- [CHECK YOUR UNDERSTANDING]
1. Answer these questions from the APC bankruptcy report:
(a) About how much debt does the prepackaged Chapter 11 plan aim to cut?
(b) How was the first-day hearing conducted?
(c) How large is the new money term loan in the debtor-in-possession funding?
2. In the APC bankruptcy report, why will the debtor-in-possession funding also convert into post-bankruptcy loans?
3. Carry on the APC bankruptcy report from its last sentence.

- [SELECTED PASSAGE]
--- START ---

Car and truck part maker APC Automotive Technologies received court approval Thursday to access $30 million in bankruptcy financing being provided by its existing lenders as it pursues a prepackaged Chapter 11 plan to slash nearly $300 million of debt.
During a first-day hearing conducted by phone and video conference, debtor attorney Jonathan S. Henes of Kirkland & Ellis LLP said the company was facing severe liquidity constraints in the beginning of 2020 and was pushed off the insolvency cliff by the global outbreak of COVID-19.
The debtor-in-possession funding, which comes in the form of a $90 million asset-based loan that will roll up to satisfy prepetition ABL debt and a $50 million new money term loan, will be used to finance APC's operational needs during the bankruptcy case, and will also convert into post-bankruptcy loans to provide the capital needed once the debtor emerges from Chapter 11, Henes said.

--- END ---

- [RECORDS]

--- START ---

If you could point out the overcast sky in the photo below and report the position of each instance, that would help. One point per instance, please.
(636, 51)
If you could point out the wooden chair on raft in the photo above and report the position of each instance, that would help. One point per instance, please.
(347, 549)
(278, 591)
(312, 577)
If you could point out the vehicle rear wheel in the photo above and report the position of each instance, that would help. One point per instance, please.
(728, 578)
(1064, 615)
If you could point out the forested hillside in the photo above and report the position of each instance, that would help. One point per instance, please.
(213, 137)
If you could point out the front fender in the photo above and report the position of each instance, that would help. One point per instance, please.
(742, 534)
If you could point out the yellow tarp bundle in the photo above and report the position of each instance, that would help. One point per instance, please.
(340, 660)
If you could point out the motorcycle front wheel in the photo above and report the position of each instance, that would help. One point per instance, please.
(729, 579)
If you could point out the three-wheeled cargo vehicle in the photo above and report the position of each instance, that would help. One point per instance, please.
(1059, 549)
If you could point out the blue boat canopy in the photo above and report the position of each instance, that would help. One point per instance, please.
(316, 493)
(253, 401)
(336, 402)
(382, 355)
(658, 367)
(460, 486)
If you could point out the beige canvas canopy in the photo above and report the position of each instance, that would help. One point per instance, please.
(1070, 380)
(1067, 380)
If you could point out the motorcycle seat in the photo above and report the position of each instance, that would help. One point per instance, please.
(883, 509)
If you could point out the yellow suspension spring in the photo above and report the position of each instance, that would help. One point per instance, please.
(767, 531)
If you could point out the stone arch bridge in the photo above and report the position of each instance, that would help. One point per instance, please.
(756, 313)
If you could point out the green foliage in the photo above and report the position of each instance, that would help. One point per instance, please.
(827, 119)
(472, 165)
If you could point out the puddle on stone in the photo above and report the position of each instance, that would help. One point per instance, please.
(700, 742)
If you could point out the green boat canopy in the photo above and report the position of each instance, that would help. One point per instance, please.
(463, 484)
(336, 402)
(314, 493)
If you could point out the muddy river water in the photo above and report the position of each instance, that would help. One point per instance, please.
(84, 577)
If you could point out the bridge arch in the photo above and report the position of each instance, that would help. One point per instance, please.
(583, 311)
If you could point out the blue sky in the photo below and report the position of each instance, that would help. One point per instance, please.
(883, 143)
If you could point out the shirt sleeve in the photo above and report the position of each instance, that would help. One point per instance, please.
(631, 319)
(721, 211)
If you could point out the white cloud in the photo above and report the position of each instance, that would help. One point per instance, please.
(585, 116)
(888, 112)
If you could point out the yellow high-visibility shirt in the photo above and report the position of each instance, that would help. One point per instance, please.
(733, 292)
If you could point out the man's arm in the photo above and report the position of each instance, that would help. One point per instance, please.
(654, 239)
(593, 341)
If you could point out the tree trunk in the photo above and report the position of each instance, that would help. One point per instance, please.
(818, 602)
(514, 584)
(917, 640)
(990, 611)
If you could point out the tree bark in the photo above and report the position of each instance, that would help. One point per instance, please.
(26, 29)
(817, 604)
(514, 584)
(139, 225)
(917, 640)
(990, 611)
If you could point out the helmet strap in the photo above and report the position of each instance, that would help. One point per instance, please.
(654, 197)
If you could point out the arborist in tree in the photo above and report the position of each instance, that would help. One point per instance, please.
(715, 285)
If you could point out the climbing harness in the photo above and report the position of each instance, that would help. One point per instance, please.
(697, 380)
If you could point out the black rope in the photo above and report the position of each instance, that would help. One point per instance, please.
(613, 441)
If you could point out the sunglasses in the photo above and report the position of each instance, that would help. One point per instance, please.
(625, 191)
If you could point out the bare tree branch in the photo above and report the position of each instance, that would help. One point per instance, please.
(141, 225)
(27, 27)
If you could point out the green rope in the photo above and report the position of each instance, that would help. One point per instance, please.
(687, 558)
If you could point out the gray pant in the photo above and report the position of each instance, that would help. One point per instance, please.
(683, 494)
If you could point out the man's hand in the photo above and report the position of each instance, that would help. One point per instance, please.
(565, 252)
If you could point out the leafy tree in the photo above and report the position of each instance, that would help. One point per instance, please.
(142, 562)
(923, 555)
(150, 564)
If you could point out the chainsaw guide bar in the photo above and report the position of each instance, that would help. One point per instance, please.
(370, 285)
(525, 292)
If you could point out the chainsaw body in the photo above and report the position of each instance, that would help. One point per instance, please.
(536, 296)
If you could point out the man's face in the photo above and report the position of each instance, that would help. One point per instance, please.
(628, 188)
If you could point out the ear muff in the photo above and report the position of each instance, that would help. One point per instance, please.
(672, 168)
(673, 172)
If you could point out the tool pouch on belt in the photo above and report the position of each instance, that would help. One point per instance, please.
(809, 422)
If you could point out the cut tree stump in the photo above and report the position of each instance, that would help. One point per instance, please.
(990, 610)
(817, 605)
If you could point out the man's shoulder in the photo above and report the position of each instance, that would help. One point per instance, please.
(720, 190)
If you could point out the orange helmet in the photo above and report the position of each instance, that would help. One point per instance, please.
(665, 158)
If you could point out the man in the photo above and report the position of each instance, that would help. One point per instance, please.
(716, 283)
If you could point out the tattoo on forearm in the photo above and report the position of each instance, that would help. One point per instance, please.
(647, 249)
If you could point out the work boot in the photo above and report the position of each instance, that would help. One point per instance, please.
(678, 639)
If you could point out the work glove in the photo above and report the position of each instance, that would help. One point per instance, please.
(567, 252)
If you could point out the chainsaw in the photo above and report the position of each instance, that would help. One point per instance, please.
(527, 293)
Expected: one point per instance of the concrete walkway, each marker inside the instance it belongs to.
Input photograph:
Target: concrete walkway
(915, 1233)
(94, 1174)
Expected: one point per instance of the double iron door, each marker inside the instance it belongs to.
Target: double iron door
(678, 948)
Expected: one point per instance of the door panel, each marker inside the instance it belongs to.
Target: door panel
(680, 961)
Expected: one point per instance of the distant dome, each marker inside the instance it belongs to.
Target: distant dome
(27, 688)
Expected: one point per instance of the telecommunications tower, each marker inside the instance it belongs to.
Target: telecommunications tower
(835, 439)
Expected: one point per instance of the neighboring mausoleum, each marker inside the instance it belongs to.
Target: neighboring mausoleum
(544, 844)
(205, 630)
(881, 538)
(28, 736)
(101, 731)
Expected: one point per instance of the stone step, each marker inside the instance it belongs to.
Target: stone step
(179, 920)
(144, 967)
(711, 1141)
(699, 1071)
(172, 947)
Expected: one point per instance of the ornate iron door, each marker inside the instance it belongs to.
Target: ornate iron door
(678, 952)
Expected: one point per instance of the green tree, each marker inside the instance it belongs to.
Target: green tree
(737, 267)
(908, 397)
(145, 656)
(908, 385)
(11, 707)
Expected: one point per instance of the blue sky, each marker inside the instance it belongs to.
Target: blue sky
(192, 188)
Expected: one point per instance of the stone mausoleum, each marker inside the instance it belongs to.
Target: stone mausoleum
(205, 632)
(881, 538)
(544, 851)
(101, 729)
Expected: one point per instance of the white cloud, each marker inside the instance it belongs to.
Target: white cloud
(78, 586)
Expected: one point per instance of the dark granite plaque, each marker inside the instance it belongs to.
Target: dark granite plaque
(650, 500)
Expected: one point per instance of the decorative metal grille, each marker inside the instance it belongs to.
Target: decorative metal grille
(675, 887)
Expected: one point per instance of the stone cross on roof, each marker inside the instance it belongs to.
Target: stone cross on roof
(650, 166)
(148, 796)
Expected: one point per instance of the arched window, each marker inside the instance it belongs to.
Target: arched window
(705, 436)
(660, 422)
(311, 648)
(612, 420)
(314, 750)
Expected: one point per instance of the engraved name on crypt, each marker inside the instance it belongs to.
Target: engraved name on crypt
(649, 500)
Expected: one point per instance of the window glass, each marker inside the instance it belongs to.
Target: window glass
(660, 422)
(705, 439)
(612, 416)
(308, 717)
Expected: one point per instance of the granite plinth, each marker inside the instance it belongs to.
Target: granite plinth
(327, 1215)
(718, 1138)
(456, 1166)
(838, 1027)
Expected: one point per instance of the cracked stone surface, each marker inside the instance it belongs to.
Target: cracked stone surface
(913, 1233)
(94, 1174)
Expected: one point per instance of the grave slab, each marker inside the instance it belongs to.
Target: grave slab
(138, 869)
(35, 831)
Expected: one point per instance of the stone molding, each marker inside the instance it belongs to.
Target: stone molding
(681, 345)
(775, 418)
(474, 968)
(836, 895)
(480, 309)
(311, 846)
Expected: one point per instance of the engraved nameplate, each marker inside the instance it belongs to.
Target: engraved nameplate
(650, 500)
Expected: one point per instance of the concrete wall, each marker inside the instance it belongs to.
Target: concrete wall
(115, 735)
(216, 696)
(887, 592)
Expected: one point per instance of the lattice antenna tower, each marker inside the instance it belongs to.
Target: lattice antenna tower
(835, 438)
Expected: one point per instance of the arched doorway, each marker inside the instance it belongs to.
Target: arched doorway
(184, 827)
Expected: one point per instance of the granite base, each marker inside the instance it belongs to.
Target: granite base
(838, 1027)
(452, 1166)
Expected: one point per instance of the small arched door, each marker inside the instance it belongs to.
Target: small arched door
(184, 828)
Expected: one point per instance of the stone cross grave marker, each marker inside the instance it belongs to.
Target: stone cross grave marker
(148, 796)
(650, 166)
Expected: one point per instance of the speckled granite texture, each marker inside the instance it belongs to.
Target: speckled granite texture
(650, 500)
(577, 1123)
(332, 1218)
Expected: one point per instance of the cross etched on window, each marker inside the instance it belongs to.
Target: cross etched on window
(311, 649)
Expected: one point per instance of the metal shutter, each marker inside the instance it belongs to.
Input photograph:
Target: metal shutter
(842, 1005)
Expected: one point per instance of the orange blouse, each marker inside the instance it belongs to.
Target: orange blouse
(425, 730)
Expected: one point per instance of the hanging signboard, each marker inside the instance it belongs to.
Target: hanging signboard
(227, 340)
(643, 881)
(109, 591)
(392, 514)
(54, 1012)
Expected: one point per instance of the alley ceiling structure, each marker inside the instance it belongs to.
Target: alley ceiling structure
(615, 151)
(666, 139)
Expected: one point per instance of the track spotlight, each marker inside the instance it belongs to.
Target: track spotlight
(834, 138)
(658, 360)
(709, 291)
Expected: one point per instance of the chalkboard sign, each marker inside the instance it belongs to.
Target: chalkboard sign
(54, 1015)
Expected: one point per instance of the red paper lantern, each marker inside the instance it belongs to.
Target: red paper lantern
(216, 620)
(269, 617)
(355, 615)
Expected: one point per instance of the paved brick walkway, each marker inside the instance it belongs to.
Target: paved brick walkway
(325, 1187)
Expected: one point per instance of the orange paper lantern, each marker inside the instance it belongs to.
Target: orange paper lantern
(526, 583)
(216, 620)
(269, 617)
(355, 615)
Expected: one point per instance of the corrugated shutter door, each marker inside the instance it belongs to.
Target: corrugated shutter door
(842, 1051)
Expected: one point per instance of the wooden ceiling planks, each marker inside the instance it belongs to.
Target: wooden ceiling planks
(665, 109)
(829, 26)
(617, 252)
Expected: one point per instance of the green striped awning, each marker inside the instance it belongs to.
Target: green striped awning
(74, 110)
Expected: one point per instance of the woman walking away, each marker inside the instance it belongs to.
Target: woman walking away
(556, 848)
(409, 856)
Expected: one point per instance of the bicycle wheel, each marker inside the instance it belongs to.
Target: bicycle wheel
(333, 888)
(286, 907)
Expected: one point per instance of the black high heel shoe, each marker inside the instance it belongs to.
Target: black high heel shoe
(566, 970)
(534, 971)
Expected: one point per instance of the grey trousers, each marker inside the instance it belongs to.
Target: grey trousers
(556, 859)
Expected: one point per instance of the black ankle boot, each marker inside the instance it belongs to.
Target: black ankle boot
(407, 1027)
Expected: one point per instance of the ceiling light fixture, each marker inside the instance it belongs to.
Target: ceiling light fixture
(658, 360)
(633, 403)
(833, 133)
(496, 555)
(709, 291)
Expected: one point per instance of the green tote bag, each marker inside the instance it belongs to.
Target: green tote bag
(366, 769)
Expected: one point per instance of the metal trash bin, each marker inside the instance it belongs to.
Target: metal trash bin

--- END ---

- [ANSWERS BY ITEM NUMBER]
1.
(a) Nearly $300 million.
(b) By phone and video conference.
(c) $50 million.

2. The funding will convert into post-bankruptcy loans to provide the capital APC needs once it emerges from Chapter 11. During the case, the same funding will pay for the company's operational needs.

3.
"With this prepackaged plan, we do have what the company needs to really grow," Henes told the court. "We will be reducing our debt significantly and have new liquidity coming in. This is what the company needs right now."
U.S. Bankruptcy Judge Christopher S. Sontchi granted interim approval of the DIP package, which allows for the roll-up of the $90 million in ABL debt and access to $30 million of the new money term loan, overruling an objection from the Office of the United States trustee to the roll-up on the first day of the case.
Trustee representative Rosa Sierra said the first-day roll-up of such a significant amount of prepetition debt was not needed to avoid any immediate harm to the debtor.
Judge Sontchi said the lender agreed to certain protections for the debtor in the DIP documents, including preserving the ability to clawback the roll-up portion of the financing if needed. He also said there is no concern from the court that the lenders are trying to materially improve their collateral position within the debtor's debt structure.
APC, which makes brake, chassis, emission and exhaust parts for cars and trucks, filed for bankruptcy protection Wednesday after several months of liquidity problems were worsened by the coronavirus outbreak.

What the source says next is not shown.